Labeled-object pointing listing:
################

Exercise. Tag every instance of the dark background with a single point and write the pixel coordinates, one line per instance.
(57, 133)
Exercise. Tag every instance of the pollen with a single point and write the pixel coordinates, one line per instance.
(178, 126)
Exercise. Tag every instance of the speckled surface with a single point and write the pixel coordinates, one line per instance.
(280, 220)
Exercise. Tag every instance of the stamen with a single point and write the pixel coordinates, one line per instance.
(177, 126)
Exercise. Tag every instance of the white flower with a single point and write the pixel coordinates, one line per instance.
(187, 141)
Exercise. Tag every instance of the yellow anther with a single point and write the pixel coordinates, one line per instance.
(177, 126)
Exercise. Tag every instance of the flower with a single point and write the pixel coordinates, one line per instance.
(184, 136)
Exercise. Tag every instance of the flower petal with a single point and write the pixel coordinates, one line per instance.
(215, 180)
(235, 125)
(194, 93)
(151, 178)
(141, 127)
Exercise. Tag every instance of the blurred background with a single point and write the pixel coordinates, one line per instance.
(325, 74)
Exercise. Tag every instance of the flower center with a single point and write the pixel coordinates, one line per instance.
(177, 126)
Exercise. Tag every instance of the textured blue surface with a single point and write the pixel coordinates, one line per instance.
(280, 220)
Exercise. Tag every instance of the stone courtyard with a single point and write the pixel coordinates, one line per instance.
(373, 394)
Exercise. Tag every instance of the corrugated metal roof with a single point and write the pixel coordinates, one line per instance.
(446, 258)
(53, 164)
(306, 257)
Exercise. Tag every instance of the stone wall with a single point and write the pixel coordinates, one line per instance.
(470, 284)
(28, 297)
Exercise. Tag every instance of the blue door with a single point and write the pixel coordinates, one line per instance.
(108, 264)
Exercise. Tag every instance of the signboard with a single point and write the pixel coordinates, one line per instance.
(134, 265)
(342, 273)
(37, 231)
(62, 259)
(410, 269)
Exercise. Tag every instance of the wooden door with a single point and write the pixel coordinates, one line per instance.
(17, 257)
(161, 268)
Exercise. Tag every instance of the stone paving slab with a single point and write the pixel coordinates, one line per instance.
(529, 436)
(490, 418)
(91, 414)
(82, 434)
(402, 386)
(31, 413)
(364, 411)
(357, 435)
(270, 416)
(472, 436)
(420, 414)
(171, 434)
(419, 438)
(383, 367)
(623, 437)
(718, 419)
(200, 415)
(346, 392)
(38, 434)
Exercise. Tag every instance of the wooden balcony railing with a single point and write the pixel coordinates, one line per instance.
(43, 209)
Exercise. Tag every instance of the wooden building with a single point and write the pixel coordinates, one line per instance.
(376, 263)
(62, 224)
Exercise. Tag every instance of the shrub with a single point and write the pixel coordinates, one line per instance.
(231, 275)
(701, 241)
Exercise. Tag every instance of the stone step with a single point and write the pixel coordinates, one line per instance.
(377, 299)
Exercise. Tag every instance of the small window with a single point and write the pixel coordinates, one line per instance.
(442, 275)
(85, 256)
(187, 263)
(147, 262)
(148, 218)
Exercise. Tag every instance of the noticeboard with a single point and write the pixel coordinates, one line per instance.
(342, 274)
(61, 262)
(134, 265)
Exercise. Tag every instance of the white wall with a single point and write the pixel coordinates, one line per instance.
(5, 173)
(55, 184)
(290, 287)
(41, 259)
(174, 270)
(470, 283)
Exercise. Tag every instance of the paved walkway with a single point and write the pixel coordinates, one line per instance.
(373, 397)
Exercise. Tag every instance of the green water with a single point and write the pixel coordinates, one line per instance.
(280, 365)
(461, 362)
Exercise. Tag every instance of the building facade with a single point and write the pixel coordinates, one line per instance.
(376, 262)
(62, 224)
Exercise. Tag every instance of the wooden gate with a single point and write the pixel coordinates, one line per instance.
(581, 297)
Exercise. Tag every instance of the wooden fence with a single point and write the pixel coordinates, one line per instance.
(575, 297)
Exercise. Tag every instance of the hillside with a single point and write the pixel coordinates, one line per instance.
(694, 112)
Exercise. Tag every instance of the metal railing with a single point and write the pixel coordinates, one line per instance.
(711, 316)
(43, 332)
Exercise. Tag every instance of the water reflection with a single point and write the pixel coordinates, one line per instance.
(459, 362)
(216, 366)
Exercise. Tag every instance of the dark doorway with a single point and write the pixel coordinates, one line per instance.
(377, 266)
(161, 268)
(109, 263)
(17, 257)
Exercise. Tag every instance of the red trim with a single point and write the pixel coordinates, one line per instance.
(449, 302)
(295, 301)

################

● **Exercise brief**
Convert the whole listing above into a two-column CSV with the headers task and coordinates. Make one row for each line that starts with "Exercise." and put that line and its answer in quoted fields, with line breaks turned into spaces.

● **Solution to this exercise**
task,coordinates
"Exercise. Tag every instance of the dark background with a single point and write the pixel coordinates, one line per instance.","(57, 133)"
"Exercise. Tag every instance of the pollen with a single point and write the pixel coordinates, one line per instance.","(178, 126)"
"Exercise. Tag every instance of the speckled surface with a single point and write the pixel coordinates, one line per instance.","(280, 220)"
"Exercise. Tag every instance of the stamen with a single point and write the pixel coordinates, one line per instance.","(177, 126)"
"Exercise. Tag every instance of the white flower with a single point and write the pixel coordinates, one line per instance.","(187, 141)"
"Exercise. Tag every instance of the yellow anther with a single point and write the pixel coordinates, one line per instance.","(177, 126)"
"Exercise. Tag every instance of the flower with a single point and write the pixel coordinates, one line per instance.","(184, 136)"
"Exercise. Tag every instance of the flower petal with a single point and write the pixel coordinates, one line per instance.","(215, 180) (235, 125) (194, 93) (151, 178) (141, 127)"
"Exercise. Tag every instance of the blurred background with a single point and write the pixel coordinates, one line per instance.","(325, 74)"
"Exercise. Tag every instance of the flower center with a single point and write the pixel coordinates, one line per instance.","(177, 126)"
"Exercise. Tag every instance of the textured blue surface with a single point and write the pixel coordinates, one line per instance.","(280, 220)"
"Exercise. Tag every instance of the stone courtyard with a single point and write the pixel coordinates, one line per instance.","(373, 394)"
"Exercise. Tag every instance of the corrugated metal roof with a single point and write the pixel coordinates, one line per instance.","(446, 258) (53, 164) (306, 257)"
"Exercise. Tag every instance of the stone wall with a single point and write the pixel coordinates, one line per instance.","(470, 284) (28, 297)"
"Exercise. Tag every instance of the blue door with a single point and write the pixel coordinates, one line per instance.","(108, 264)"
"Exercise. Tag every instance of the signboard with a single point and write the pixel coordinates, one line per instance.","(134, 265) (342, 273) (37, 231) (62, 259) (410, 269)"
"Exercise. Tag every instance of the wooden door with a single point and write the pixel coordinates, one line per instance.","(17, 257) (161, 268)"
"Exercise. Tag every instance of the stone paving slab with a single point and write the pixel coordinates, one line per instance.","(529, 436) (490, 418) (91, 414) (82, 434) (402, 386) (31, 413) (364, 411) (357, 435) (270, 416) (472, 436) (420, 414) (171, 434) (419, 438) (383, 367) (623, 437) (718, 419) (200, 415) (346, 392) (38, 434)"
"Exercise. Tag every instance of the wooden balcony railing with a single point and write the pixel coordinates, one line per instance.","(43, 209)"
"Exercise. Tag every instance of the wooden building with a single point and write the pixel coordinates, one line per instance.","(376, 263) (62, 224)"
"Exercise. Tag every instance of the shrub with a single point and write the pixel coordinates, one line per instance.","(231, 275) (701, 241)"
"Exercise. Tag every instance of the stone step with a single point and write the pixel coordinates, one line per instance.","(377, 299)"
"Exercise. Tag every instance of the small window with a single point and write the pixel coordinates, one line per instance.","(442, 275) (85, 256) (187, 263) (147, 262) (148, 218)"
"Exercise. Tag every instance of the noticeboard with a single point and write the pixel coordinates, one line per instance.","(342, 274) (61, 262) (134, 265)"
"Exercise. Tag every instance of the white wall with a single point and write the pixel coordinates, one line per instance.","(5, 173) (55, 184) (290, 287) (41, 259) (174, 270) (470, 283)"
"Exercise. Tag every instance of the paved walkway with a single point and write the pixel coordinates, one line per instance.","(373, 397)"
"Exercise. Tag every instance of the green water with a single point and write the pixel coordinates, one line per instance.","(280, 365) (461, 362)"
"Exercise. Tag every instance of the building facade with a single point and write the pixel coordinates, one line per instance.","(376, 262) (62, 224)"
"Exercise. Tag every instance of the wooden gate with a single point and write the pixel coordinates, one line per instance.","(581, 297)"
"Exercise. Tag every instance of the wooden fence with a single point and write the pixel coordinates, one line per instance.","(575, 297)"
"Exercise. Tag every instance of the hillside with a single point and write the pixel coordinates, one line per instance.","(694, 112)"
"Exercise. Tag every instance of the metal railing with a single point and write the pixel coordinates, one line per instance.","(711, 316) (43, 332)"
"Exercise. Tag every instance of the water reflection with a single point and write the pixel coordinates, one line per instance.","(459, 362) (216, 366)"
"Exercise. Tag every instance of the dark doorway with a single point and write the pixel coordinates, one line per instance.","(377, 266) (161, 268) (109, 263) (17, 257)"
"Exercise. Tag every instance of the red trim with a single point and write the pixel coordinates, one line per instance.","(449, 302) (295, 301)"